YOUR OBJECTIVE:
Across the whole listing, filter for the string "below" and copy every line that has it.

>>>

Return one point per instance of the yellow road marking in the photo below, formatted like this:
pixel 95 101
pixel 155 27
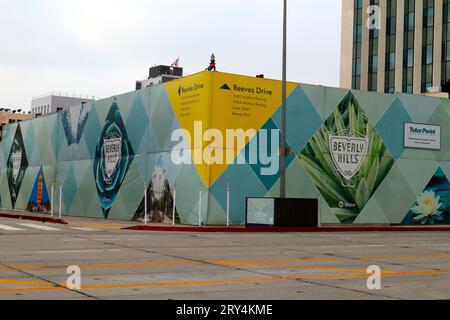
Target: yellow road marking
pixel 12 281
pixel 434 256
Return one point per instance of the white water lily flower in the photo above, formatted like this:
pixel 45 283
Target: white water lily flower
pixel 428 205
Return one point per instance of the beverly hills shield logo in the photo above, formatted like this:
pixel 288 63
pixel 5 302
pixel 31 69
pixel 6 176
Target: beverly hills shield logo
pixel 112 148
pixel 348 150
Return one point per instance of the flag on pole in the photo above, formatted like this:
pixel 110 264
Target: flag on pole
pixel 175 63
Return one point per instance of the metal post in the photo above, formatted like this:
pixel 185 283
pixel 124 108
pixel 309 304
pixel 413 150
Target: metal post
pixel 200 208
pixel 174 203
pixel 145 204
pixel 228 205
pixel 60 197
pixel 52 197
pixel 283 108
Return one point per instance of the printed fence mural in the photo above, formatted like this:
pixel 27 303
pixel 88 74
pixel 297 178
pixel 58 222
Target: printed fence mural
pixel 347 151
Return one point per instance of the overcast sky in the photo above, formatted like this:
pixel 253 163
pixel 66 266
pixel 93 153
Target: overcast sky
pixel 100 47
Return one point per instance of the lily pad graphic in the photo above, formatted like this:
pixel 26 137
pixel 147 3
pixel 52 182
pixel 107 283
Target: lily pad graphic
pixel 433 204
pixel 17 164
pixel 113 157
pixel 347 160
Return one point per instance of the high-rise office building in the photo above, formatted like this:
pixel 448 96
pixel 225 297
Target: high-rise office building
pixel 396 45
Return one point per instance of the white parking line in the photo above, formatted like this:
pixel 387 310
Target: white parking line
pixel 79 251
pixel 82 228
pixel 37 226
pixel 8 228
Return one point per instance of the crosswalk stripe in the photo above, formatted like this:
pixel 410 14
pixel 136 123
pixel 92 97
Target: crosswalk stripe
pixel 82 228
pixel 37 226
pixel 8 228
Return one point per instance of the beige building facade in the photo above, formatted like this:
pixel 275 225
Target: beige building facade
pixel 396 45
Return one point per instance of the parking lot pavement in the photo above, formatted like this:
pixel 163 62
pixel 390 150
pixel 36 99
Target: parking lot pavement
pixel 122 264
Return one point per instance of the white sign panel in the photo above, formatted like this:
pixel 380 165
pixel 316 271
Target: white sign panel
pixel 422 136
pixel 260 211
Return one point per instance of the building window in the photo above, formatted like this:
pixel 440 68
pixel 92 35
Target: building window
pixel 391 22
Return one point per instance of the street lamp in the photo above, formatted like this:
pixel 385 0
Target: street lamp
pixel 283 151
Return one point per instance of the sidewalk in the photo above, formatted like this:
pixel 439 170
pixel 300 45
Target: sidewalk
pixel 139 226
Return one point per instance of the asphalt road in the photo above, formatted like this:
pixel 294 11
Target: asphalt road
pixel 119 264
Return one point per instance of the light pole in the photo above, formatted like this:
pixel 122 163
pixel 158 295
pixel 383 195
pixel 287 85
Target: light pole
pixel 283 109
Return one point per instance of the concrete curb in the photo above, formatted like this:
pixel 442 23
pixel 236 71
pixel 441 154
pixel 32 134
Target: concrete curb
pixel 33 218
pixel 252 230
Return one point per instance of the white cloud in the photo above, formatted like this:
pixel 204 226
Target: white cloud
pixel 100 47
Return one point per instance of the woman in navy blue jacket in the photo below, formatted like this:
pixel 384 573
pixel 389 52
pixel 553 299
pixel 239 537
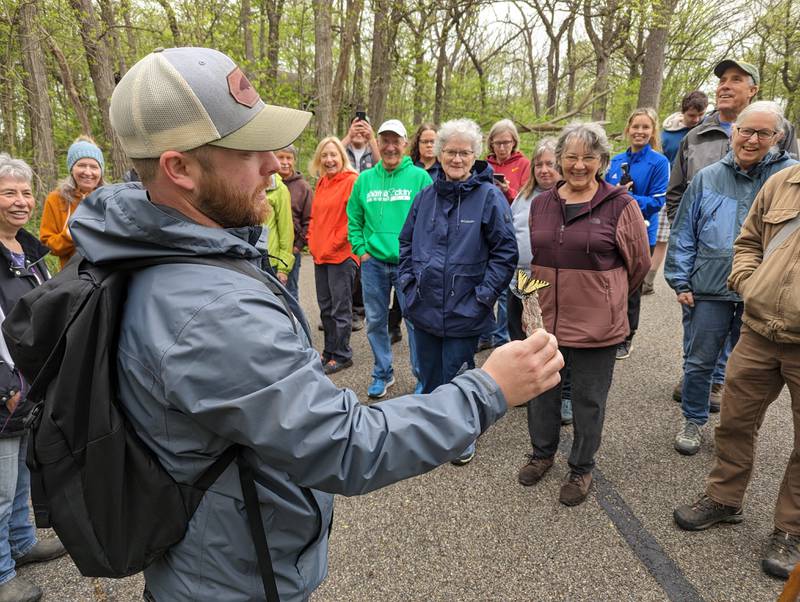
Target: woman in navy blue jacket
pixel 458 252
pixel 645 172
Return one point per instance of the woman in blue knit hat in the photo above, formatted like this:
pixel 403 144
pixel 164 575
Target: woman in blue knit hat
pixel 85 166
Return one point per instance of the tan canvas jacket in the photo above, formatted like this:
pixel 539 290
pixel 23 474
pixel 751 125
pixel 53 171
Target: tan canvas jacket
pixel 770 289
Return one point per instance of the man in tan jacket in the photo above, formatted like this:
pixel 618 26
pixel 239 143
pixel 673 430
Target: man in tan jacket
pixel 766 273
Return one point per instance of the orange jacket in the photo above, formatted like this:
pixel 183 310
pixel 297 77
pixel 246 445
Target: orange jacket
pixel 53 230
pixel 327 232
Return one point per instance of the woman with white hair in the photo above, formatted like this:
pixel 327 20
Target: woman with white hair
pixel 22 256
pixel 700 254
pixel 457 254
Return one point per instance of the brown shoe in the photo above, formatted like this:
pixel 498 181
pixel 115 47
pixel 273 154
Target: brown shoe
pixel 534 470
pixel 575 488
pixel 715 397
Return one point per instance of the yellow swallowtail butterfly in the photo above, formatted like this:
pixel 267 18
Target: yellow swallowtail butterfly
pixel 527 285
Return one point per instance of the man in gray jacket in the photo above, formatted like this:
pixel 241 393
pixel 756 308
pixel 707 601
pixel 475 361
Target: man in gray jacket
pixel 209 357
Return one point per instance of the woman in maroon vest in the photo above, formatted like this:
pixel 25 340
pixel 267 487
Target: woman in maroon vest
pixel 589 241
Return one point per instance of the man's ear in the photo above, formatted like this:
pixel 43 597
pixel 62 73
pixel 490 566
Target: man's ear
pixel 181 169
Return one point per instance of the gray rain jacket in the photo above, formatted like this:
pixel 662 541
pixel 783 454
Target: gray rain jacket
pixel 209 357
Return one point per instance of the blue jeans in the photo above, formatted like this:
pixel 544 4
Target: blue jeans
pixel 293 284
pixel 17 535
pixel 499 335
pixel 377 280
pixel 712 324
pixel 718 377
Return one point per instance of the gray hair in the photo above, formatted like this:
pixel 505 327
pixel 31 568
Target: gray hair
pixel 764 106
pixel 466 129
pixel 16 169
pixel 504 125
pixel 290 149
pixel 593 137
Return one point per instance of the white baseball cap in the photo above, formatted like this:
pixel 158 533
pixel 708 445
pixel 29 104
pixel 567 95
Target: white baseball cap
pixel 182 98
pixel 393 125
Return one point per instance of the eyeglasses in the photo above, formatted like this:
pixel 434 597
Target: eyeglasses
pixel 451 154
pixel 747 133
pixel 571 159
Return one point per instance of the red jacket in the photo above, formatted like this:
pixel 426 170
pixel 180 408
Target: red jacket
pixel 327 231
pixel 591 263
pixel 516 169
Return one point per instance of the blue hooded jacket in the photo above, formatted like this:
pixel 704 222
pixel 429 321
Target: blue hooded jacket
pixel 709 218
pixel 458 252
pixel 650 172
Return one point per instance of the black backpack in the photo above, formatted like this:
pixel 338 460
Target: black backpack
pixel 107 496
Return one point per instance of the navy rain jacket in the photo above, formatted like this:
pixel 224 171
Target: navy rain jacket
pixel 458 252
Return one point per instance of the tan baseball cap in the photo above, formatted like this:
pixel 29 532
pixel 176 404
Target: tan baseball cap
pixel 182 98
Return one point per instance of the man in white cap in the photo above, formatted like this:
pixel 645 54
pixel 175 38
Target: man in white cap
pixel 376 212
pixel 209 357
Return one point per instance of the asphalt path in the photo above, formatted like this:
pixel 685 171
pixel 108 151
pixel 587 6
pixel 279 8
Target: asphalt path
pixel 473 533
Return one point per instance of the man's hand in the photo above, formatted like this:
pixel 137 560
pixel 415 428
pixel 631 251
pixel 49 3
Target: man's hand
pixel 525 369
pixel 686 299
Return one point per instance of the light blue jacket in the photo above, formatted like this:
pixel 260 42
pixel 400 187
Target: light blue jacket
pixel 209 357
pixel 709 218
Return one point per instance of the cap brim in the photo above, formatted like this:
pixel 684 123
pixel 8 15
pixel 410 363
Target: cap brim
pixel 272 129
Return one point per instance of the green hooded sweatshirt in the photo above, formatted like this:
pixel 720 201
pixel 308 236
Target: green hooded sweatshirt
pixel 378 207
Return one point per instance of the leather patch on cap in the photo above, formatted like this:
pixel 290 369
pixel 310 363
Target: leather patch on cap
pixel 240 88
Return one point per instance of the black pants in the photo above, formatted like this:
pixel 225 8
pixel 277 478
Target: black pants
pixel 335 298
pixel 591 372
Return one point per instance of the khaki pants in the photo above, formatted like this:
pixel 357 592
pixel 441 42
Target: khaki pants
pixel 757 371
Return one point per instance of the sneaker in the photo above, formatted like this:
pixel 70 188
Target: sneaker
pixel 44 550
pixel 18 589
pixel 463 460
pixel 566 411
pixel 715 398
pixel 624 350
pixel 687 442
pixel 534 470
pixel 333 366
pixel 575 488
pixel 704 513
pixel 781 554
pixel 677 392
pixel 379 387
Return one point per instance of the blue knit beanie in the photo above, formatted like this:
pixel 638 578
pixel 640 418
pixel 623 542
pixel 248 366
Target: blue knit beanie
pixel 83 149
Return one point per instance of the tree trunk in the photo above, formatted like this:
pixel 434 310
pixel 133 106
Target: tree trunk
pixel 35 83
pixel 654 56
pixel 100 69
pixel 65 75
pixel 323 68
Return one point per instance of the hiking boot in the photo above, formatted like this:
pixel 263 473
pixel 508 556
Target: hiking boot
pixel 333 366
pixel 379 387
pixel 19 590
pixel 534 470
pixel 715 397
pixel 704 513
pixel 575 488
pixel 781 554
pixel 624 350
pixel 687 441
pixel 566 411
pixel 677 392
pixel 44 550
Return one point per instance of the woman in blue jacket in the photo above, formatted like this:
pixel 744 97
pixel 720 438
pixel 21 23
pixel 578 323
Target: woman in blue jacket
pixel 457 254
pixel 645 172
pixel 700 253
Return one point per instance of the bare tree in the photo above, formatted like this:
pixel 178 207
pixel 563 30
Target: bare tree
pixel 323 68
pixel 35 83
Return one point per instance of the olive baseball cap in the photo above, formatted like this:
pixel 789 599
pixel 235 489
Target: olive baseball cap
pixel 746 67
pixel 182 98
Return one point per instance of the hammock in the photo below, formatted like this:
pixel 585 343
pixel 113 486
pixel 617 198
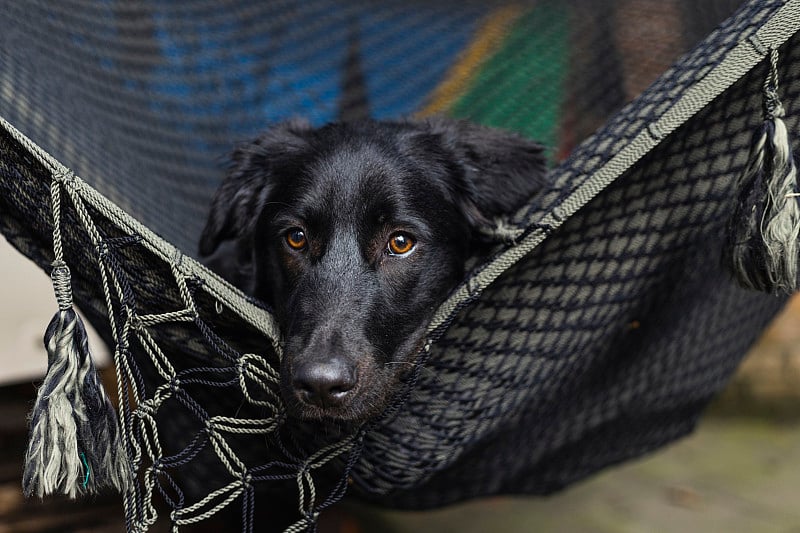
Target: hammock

<<<

TASK ANSWER:
Return one point per instance of the yellow road marking in the photo below, formatted like this:
Return one point per instance of the woman in navy blue jacket in the photo below, formatted like this:
Return one point per instance of the hammock in the photo below, formatted like this:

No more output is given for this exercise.